▶ _Goal of the exercise_:
Write out only the lines running from the one that contains "Target: black knee pad" to the end of the material, both ends included.

[Material shown Boundary: Start]

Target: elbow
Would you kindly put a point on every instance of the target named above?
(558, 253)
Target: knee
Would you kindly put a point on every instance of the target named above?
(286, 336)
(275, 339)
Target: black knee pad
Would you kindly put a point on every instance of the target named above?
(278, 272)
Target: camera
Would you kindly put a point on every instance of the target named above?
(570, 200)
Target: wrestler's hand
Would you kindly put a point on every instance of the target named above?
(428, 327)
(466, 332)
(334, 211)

[Material shown Boundary: End]

▶ _Result of the task_:
Target: black knee pad
Would you kindly put a point on every instance of the target named above?
(278, 272)
Target: camera
Would you kindly put a point on every instance of the target named above?
(570, 200)
Target: wrestler's hand
Would you kindly put a point on every instance of the target named above?
(428, 327)
(466, 332)
(334, 211)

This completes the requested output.